*** Material for the task Section Begins ***

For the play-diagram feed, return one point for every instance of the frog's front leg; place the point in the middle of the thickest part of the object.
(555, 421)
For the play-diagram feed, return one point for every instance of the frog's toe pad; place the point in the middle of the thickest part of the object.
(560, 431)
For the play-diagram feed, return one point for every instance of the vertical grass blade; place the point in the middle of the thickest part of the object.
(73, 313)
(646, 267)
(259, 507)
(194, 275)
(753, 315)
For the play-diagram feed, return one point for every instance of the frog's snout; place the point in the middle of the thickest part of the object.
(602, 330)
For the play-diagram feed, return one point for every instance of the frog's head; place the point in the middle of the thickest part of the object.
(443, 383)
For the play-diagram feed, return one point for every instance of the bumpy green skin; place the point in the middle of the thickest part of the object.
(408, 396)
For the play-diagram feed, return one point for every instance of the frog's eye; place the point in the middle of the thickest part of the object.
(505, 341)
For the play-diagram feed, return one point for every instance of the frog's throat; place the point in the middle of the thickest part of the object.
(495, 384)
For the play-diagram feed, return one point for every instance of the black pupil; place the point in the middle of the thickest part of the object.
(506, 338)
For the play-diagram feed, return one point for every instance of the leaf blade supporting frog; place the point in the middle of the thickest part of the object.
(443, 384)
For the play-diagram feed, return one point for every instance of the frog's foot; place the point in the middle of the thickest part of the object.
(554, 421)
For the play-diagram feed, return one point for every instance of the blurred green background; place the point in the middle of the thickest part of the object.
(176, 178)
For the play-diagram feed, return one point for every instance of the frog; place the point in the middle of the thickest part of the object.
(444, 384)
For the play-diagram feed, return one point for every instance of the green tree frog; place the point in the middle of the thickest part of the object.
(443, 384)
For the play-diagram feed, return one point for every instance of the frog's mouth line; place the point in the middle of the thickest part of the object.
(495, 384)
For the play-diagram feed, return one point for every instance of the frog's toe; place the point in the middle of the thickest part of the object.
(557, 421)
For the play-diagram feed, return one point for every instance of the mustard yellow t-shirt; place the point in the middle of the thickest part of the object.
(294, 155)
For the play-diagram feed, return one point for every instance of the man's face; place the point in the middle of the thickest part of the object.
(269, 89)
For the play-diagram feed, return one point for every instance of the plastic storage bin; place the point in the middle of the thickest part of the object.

*** Material for the task Section Ends ***

Aim of the task >> Once the line with "the frog's toe;" has been found in the records above, retype it and every line after it exactly, and include nothing else.

Solved exercise >>
For the play-diagram feed, return one point for every instance of the frog's toe; place the point in the middle of the thickest part of the object.
(557, 421)
For the play-diagram feed, return one point for every instance of the mustard yellow t-shirt; place the point in the middle of the thickest part of the object.
(294, 155)
For the play-diagram feed, return one point for every instance of the man's face; place the point in the middle of the thickest part of the object.
(269, 89)
For the play-diagram feed, return one point for every instance of the plastic storage bin; place the point in the middle of the thickest part of the object.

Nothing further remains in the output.